[Source records start]

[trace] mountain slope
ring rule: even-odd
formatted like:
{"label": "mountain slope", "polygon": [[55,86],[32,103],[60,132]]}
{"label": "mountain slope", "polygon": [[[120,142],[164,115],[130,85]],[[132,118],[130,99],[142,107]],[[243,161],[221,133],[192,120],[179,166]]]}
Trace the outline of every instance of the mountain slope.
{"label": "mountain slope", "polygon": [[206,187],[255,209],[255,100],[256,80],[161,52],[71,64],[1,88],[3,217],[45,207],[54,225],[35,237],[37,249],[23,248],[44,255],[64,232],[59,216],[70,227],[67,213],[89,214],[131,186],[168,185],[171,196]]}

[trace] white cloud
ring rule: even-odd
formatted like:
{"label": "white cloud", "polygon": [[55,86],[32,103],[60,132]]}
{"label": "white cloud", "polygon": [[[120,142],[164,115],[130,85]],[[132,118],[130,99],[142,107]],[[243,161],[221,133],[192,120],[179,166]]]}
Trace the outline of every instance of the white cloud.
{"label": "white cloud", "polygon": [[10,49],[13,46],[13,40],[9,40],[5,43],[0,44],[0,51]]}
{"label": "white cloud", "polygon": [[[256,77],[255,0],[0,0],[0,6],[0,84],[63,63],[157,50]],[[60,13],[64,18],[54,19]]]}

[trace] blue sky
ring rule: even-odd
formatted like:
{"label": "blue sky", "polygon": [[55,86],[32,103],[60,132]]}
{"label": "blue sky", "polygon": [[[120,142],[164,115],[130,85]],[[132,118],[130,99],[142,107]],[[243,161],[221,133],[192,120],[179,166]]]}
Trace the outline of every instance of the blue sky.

[Source records end]

Could you retype all three items above word for word, keeping every line, bracket and number unchanged?

**Correct answer:**
[trace] mountain slope
ring rule: even-odd
formatted like:
{"label": "mountain slope", "polygon": [[55,86],[32,103],[60,132]]}
{"label": "mountain slope", "polygon": [[[120,142],[164,115],[130,85]],[[132,118],[130,99],[142,107]],[[243,161],[221,133],[192,120],[179,166]]]}
Trace the outline of every instance of the mountain slope.
{"label": "mountain slope", "polygon": [[206,187],[255,209],[255,100],[256,80],[161,52],[71,64],[1,88],[3,217],[45,207],[54,225],[35,237],[37,249],[23,248],[44,255],[64,232],[59,216],[70,227],[67,213],[89,214],[131,186],[168,185],[171,196]]}

[trace] white cloud
ring rule: even-odd
formatted like:
{"label": "white cloud", "polygon": [[55,86],[32,103],[60,132]]}
{"label": "white cloud", "polygon": [[[120,142],[164,115],[130,85]],[[132,118],[130,99],[142,107]],[[243,161],[221,133],[192,120],[179,166]]]}
Trace the outline of every instance of the white cloud.
{"label": "white cloud", "polygon": [[10,49],[13,46],[13,40],[9,40],[5,43],[0,44],[0,51]]}
{"label": "white cloud", "polygon": [[[256,77],[255,0],[0,0],[0,6],[0,84],[63,63],[157,50]],[[60,13],[64,18],[54,19]]]}

[trace] blue sky
ring rule: even-odd
formatted like:
{"label": "blue sky", "polygon": [[55,86],[32,103],[60,132]]}
{"label": "blue sky", "polygon": [[[120,142],[164,115],[130,85]],[[132,118],[130,99],[142,107]],[[243,161],[221,133],[192,120],[179,166]]]}
Trace the outline of every instance of the blue sky.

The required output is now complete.